Task prompt:
The entries are to be written out word for word, with their images left out.

=== Extracted entries ===

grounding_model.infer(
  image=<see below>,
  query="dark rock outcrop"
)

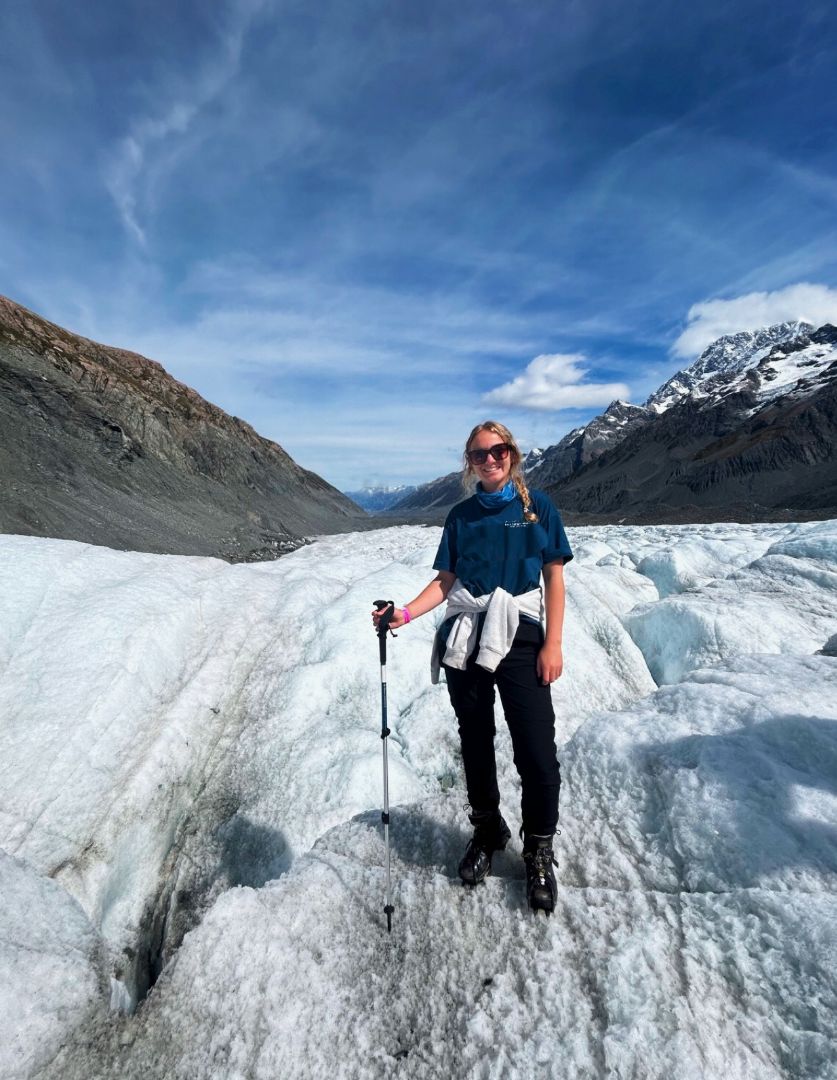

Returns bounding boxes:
[0,296,366,558]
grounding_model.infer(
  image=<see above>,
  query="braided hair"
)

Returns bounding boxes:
[463,420,539,523]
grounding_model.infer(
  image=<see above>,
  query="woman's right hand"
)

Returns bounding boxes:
[371,605,407,631]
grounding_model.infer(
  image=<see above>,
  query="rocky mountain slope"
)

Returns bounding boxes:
[0,296,366,558]
[392,321,837,523]
[525,399,650,490]
[385,470,464,519]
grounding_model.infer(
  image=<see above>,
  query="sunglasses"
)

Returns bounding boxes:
[466,442,511,466]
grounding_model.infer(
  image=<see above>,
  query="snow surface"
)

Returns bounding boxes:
[1,521,836,1079]
[0,851,106,1080]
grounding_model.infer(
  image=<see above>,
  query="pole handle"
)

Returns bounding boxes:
[373,599,396,664]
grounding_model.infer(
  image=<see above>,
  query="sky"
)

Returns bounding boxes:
[2,0,837,491]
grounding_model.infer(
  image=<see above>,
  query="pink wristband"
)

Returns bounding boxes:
[402,606,412,624]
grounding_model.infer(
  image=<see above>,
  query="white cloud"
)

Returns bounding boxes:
[673,282,837,358]
[482,353,630,412]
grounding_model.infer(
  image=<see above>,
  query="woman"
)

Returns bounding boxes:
[372,420,572,914]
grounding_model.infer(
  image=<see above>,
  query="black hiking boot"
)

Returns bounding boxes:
[523,835,558,914]
[459,810,512,887]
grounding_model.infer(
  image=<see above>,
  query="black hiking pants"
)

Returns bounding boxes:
[442,621,561,838]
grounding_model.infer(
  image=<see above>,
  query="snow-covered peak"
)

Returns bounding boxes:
[601,399,648,424]
[647,320,814,414]
[726,323,837,408]
[688,320,813,379]
[522,447,544,472]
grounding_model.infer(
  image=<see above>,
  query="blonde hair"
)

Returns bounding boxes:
[463,420,538,522]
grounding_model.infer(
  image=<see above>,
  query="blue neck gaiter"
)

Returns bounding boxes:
[476,480,517,509]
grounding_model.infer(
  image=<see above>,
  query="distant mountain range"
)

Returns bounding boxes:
[390,320,837,523]
[343,485,417,512]
[0,296,366,558]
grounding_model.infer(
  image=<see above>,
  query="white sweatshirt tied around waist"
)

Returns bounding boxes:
[430,579,543,684]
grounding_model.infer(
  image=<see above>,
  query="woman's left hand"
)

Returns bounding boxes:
[537,642,563,685]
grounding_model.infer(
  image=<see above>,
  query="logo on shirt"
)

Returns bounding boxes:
[504,521,532,528]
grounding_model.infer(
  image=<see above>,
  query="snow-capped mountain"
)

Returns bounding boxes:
[700,323,837,411]
[529,321,819,491]
[551,322,837,521]
[646,320,814,413]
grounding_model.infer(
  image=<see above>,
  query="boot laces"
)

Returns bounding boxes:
[526,845,556,887]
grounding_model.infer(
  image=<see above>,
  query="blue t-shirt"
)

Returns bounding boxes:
[432,488,573,598]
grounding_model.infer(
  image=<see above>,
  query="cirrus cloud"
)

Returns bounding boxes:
[104,0,266,247]
[673,282,837,358]
[482,353,630,412]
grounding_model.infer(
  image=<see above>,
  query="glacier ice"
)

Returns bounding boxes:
[1,521,836,1079]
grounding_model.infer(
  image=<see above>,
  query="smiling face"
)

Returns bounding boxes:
[467,427,514,492]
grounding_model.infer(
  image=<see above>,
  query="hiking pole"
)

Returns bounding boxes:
[373,600,397,932]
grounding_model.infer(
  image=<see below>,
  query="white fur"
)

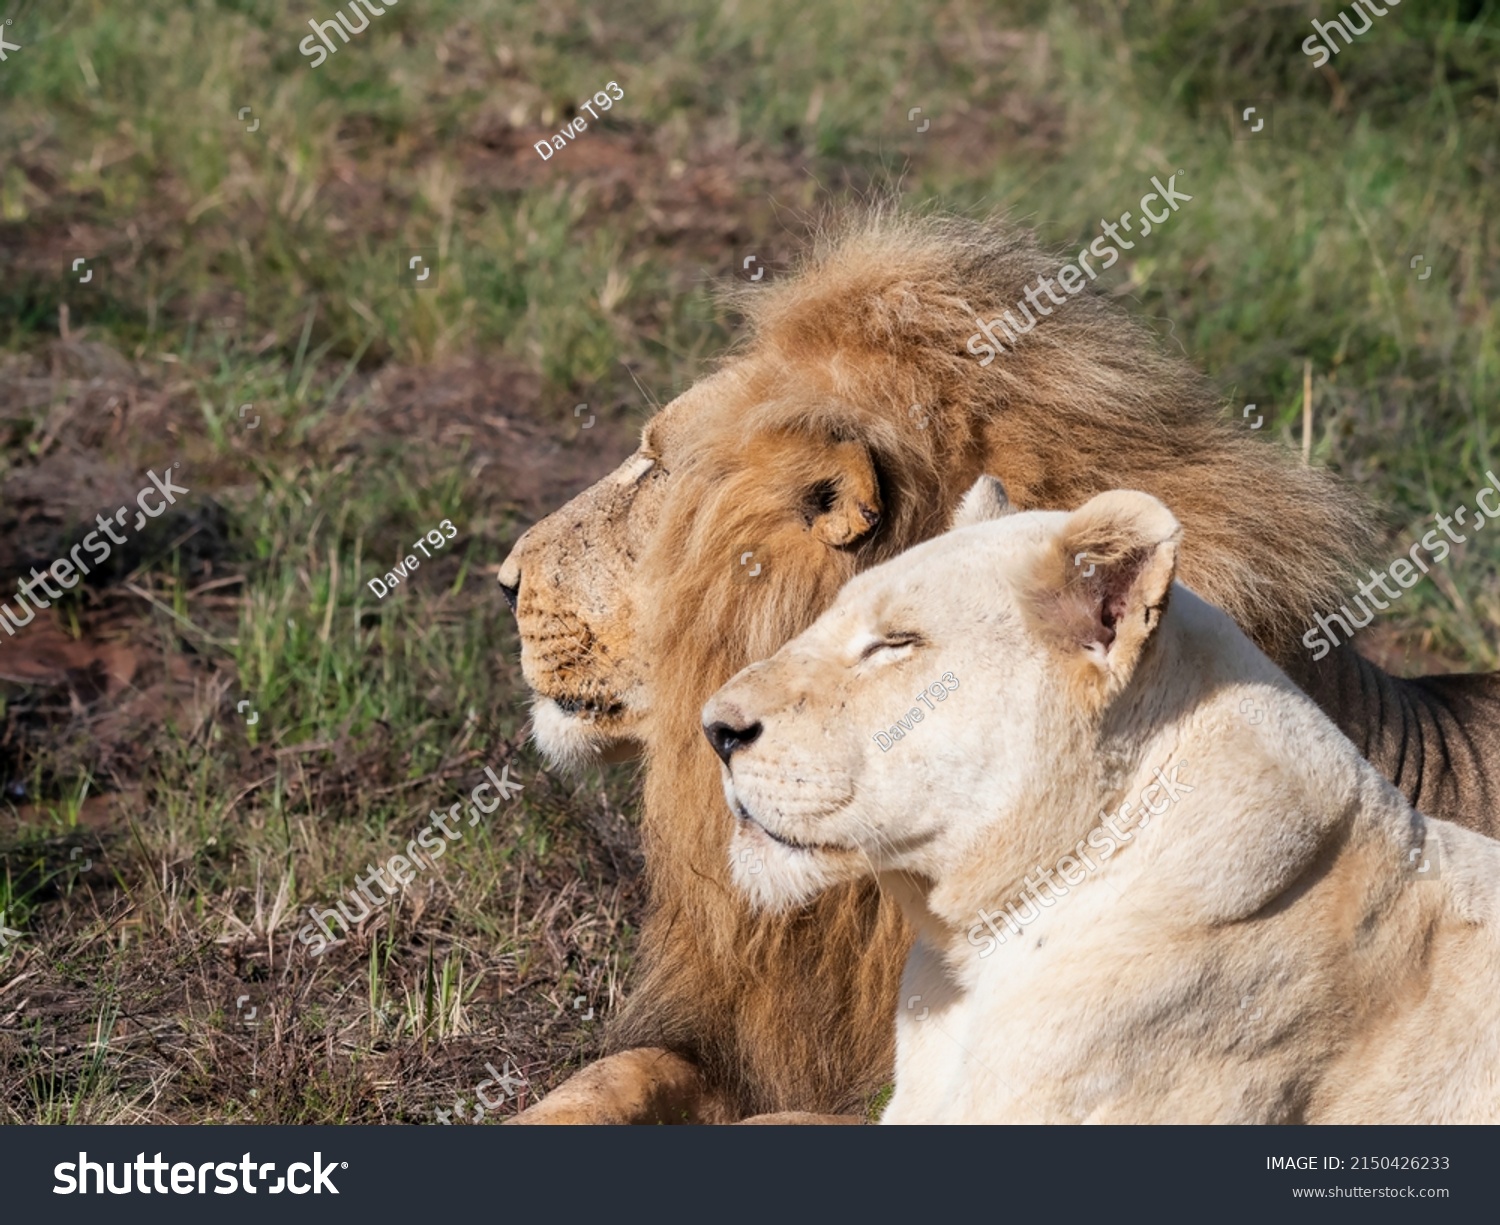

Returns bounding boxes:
[531,696,643,772]
[704,482,1500,1124]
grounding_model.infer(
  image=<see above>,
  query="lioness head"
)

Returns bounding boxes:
[703,477,1182,913]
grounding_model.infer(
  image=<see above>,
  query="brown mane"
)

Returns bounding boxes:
[610,209,1376,1115]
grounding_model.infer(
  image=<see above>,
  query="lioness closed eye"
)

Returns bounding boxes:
[703,477,1500,1124]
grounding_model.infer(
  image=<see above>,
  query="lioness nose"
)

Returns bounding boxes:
[704,717,762,766]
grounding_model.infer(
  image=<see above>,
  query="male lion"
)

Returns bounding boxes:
[498,211,1500,1123]
[705,479,1500,1124]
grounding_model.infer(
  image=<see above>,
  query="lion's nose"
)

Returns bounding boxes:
[497,544,523,612]
[704,716,762,766]
[498,573,520,612]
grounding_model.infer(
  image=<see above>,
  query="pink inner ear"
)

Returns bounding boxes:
[1102,584,1131,631]
[1090,549,1148,652]
[1095,600,1118,650]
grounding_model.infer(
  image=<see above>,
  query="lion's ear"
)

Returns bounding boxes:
[1023,490,1181,693]
[808,440,883,547]
[951,476,1014,529]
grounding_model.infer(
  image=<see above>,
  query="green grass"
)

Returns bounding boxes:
[0,0,1496,1121]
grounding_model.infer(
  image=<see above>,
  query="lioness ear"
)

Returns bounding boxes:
[1024,490,1181,694]
[808,440,883,546]
[951,476,1014,529]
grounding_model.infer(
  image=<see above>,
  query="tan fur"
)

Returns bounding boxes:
[504,1048,724,1125]
[707,485,1500,1123]
[498,209,1498,1121]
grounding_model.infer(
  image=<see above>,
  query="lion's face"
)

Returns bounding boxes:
[500,355,965,771]
[497,377,716,768]
[702,480,1182,913]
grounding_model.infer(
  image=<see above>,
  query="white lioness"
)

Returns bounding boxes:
[701,477,1500,1124]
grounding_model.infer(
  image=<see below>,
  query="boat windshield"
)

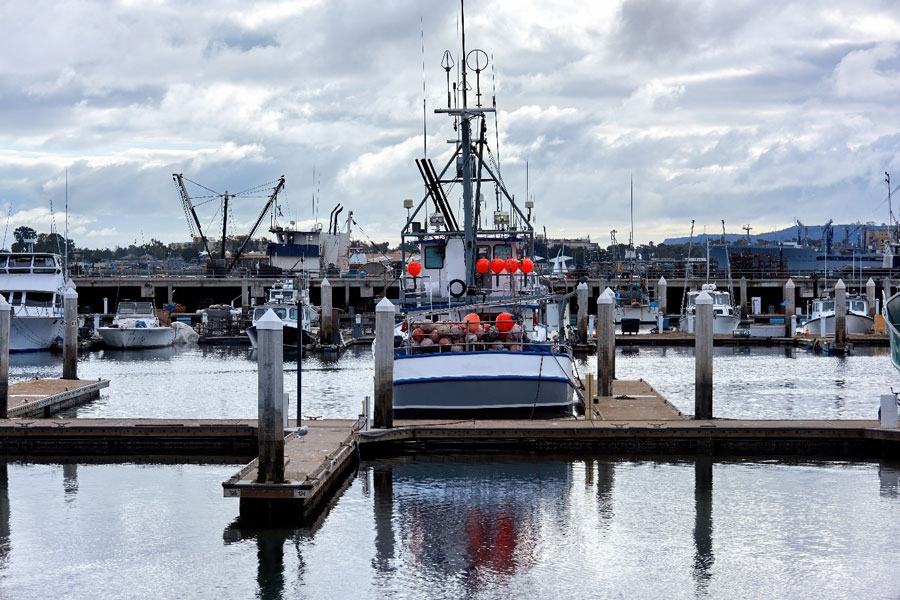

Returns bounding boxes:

===

Answer box:
grounding_model.infer(
  image=<see below>,
  query="dark rock outcrop"
)


Returns bounding boxes:
[0,296,366,558]
grounding_model.infer(
  image=<see above>,
  query="braided hair"
)

Returns bounding boxes:
[463,420,539,523]
grounding_model.infer(
  image=<see above>,
  query="woman's right hand"
)

Returns bounding boxes:
[371,605,407,631]
grounding_model.infer(
  image=<see above>,
  query="rocky mountain slope"
)

Returns bounding boxes:
[0,296,366,558]
[392,321,837,523]
[525,399,650,490]
[385,470,464,519]
grounding_model.infer(
  image=<see above>,
  query="sunglasses"
)

Returns bounding boxes:
[466,442,511,466]
grounding_model.infer(
  image=<see above>,
  query="snow surface"
)

Returns bounding boxes:
[1,521,836,1079]
[0,851,106,1080]
grounding_model.infer(
  image=<see above>,
  query="pole handle"
)

Returns bounding boxes:
[373,599,396,664]
grounding_model.infer(
  image=<see above>,
  query="sky"
)

Returns bounding boxes:
[2,0,837,491]
grounding_model.infer(
  image=<see above>,
  query="pink wristband"
)

Returns bounding boxes:
[402,606,412,624]
grounding_model.infer(
  image=<see above>,
  query="white cloud"
)

Returns bounding boxes:
[673,282,837,358]
[482,353,630,412]
grounding_model.infer(
  image=<see above>,
  query="woman"
)

Returns bounding boxes:
[372,420,572,914]
grounding_model.infer(
  image=<see above>,
  query="black hiking boot"
)

Returns bounding boxes:
[523,835,558,914]
[459,810,512,887]
grounding_model.infer(
  image=<see above>,
  query="black hiking pants"
)

Returns bounding boxes:
[442,621,561,838]
grounding_model.infer(
  image=<see above>,
  query="snow-covered peak"
)

Returns bounding boxes:
[601,399,648,424]
[647,320,814,414]
[726,323,837,408]
[688,320,813,379]
[522,447,544,472]
grounding_model.infer(
  image=<see above>,
  query="blonde hair"
)

Returns bounding boxes:
[463,420,538,522]
grounding_model.infer(
  image=<see above>,
  query="blue neck gaiter"
)

Returns bounding boxes:
[476,480,517,509]
grounding_model.infer(
  image=<see above>,
  query="distant mountain range"
)

Returns bounding boxes:
[390,320,837,523]
[343,485,417,512]
[0,296,366,558]
grounding_model.infer(
  image=<see above>,
  query="white sweatshirt tied around waist"
)

Returns bounding boxes:
[430,579,543,684]
grounding_model.infer(
  image=<see above>,
  query="woman's left hand"
)

Returns bounding boxes:
[537,642,563,685]
grounding_model.infer(
  image=<see above>,
  query="logo on shirt"
)

Returns bounding boxes:
[504,521,532,528]
grounding_model.infer(
  image=<see above>,
  query="snow-capped mountain"
)

Returns bounding boxes:
[700,323,837,411]
[529,321,819,491]
[551,322,837,521]
[646,320,814,413]
grounding_model.infer(
  image=<see above>,
  query="boot laces"
)

Returns bounding boxes:
[526,845,556,887]
grounding_model.infer(
  image=<see above>,
  query="blue t-shirt"
)

Returns bounding boxes:
[432,488,573,598]
grounding_model.infer(
  image=<see above>,
  query="cirrus cloud"
)

Returns bounding boxes:
[104,0,266,247]
[673,282,837,358]
[482,353,630,412]
grounding_model.infer(
  image=<see above>,
  query="glacier ice"
)

Returns bounding boxes:
[1,521,836,1079]
grounding_model.infer(
  image=<see above>,
  query="smiling face"
)

Returns bounding boxes:
[467,427,514,492]
grounding_model.infer(
  image=<see above>,
  query="hiking pole"
)

Returns bounding boxes:
[373,600,397,932]
grounding_model.infer(
  image=<see below>,
  query="white fur"
)


Returns bounding boxes:
[531,696,643,772]
[704,482,1500,1124]
grounding_model.infer(
  image=<see above>,
  query="lioness head"
)

Returns bounding boxes:
[703,477,1182,913]
grounding_model.infer(
  image=<see above>,
  query="brown mane"
)

Returns bounding boxes:
[610,209,1376,1115]
grounding_model.infer(
  image=<see above>,
  query="lioness closed eye"
)

Returns bounding boxes:
[703,477,1500,1124]
grounding_model.infer(
  image=<see above>,
  query="lioness nose"
)

Returns bounding boxes:
[704,717,762,766]
grounding_model.infer(
  image=<see above>,
  query="male lion"
)

Returns bounding boxes:
[498,211,1500,1123]
[705,479,1500,1124]
grounding_model.infer(
  image=<see above>,
  query="lion's nose"
)

Returns bounding boxes:
[497,544,523,612]
[704,716,762,766]
[498,573,520,612]
grounding_model.infer(
  image=<see above>,
  query="pink inner ear"
)

Returns bounding boxes:
[1102,584,1131,631]
[1090,549,1148,652]
[1095,600,1118,650]
grounding_model.infer(
  image=<see above>,
  query="lion's ear"
)

Returns bounding boxes:
[1023,490,1181,693]
[808,440,883,547]
[951,476,1014,529]
grounding_model.infer(
  image=<see above>,
  query="green grass"
)

Returns bounding boxes:
[0,0,1496,1121]
grounding_model.infer(
  image=<see above>,
  query="lioness ear"
)

Returns bounding boxes:
[1024,490,1181,694]
[808,440,883,546]
[951,476,1014,529]
grounding_model.infer(
  image=<see above>,
  query="tan fur"
)

Returns bounding boxes:
[504,1048,724,1125]
[707,485,1500,1123]
[498,209,1498,1121]
grounding_model.infer(
  image=<see above>,
  query="lion's face"
)

Returns bounding boxes:
[500,355,965,771]
[497,377,716,768]
[702,480,1182,913]
grounding_model.infer(
  image=<see above>,
  query="white lioness"
)

Returns bounding boxes:
[701,477,1500,1124]
grounding_model.infer(
  image=<see below>,
  query="boat windshield"
)


Returns bounding boxes:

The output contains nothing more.